** Extract **
════

Still, by all odds, Jackson and his men didn’t stand a chance against the polished, hardened British troops who were led by General Edward Packenham, one of Britain’s top military commanders. The British marched smartly through the swamps in their bright red uniforms head for what they figured would be a ‘quick dust up’ before moving into the city of New Orleans.

In the face of those seemingly insurmountable odds, the Ursuline sisters began a night of prayer at their convent in the French Quarter asking “Our Lady of Prompt Succor” for General Jackson and his men. The full night of prayer ended with Mass at sunrise and a promise made to celebrate the Feast of Our Lady or Prompt Succor each year in Thanksgiving.

During Mass, a runner came from the battlefields at Chalmette and burst into the ceremony to thank the sisters for their prayers and to announce that General Jackson’s forces had thoroughly vanquished the British and New Orleans had been saved.

Jackson, of course, became President of the United States. After he left office, “Old Hickory,” as Jackson was known because of his toughness, visited the quiet convent of the Ursuline sisters to thank them in person for their prayers for what he called a “miracle victory” on the Chalmette battlefield.

“As a native of New Orleans, this story, this miracle, is especially poignant to me,” says Sister Carla Dolce, O.S.U. Prioress of the Ursuline Sisters of New Orleans. “I can’t begin to count the number of people who have sent petitions to Our Lady of Prompt Succor over the years asking for her intercession in sickness and in financial and family matters.  The stories are heartbreaking, but the faith they show is heartwarming. It all goes back to that battle so long ago, and to General Jackson and his brave determined men. The enemy put its faith in weapons. General Jackson and those men under his command put their faith in God and in His mother.”

The shrine where so many thousands of men, women and children come from all over the world each year to place petitions and to pray will be the site of a major celebration in 2015 – The Bicentennial of the Battle of New Orleans.

════

** Supplied material **
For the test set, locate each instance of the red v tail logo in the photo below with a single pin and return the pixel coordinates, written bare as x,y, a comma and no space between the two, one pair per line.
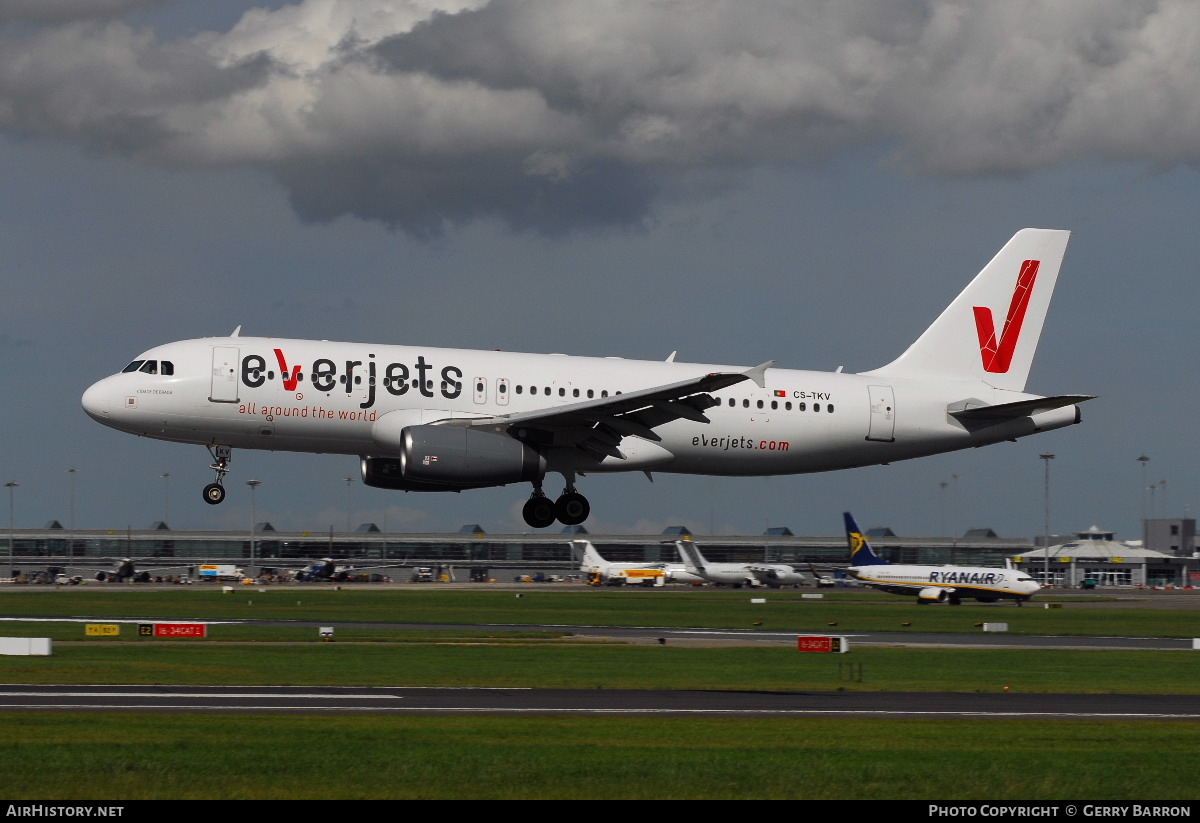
997,355
291,378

════

** What to do **
a) Who led the British troops, according to the account of the Battle of New Orleans?
b) Carry on the account of the Battle of New Orleans and the Ursuline sisters from the point where it stops.
These lines have nothing to do with the account of the Battle of New Orleans.

** Replies **
a) General Edward Packenham.

b)
“It will be a great celebration, but there must be major renovations first,” Sister Carla says. “The ravages of time and our sub-tropical climate, not to mention so many storms and hurricanes, have left a great deal of damage over these many years. We must first replace the roof and do so many repairs to the interior to make the shrine ready for the bicentennial and beyond. When 2015 is over, the faithful will still come to petition Our Lady of Prompt Succor. If we don’t make these repairs now, the damage that is already there will only get worse. We can’t let that happen. This shrine represents more than just memories of a battle fought. This shrine is a national treasure. A landmark of faith of the people of New Orleans. So many, many troubled and hurting  people come to the Shrine of Our Lady of Prompt Succor filled with faith. They leave with hope. ”

Sister Carla says the cost of restoring the shrine will run about $2 million and that a campaign to raise funds has already begun.

Donations and petitions may be sent to:

National Shrine of Our Lady of Prompt Succor
Preserving our heritage! Promising our future!
2734 Nashville Ave.
New Orleans, La. 70115

Tours of the Shrine at 2701 State St. (just off of S. Claiborne Avenue) may be arranged by calling  (504) 975-9627. Mass is celebrated each weekday at 5 p.m. Saturday Mass is at 11:30 a.m. and Sunday Mass is at 9:30 a.m.

Information about annuities, wills and long-term support for the restoration and maintenance of the National Shrine of Our Lady of Prompt Succor may be obtained without obligation by contacting Peter Quirk, executive director of the Catholic Foundation of the Archdiocese of New Orleans at:

1000 Howard Ave.
Suite 700
New Orleans, La. 70113

or by calling (504)-596-3063.  E-mail inquiries may be made at pquirk@archdiocese-no.org.

For more information on the historic National Shrine of Our Lady of Prompt Succor, please contact the shrine website.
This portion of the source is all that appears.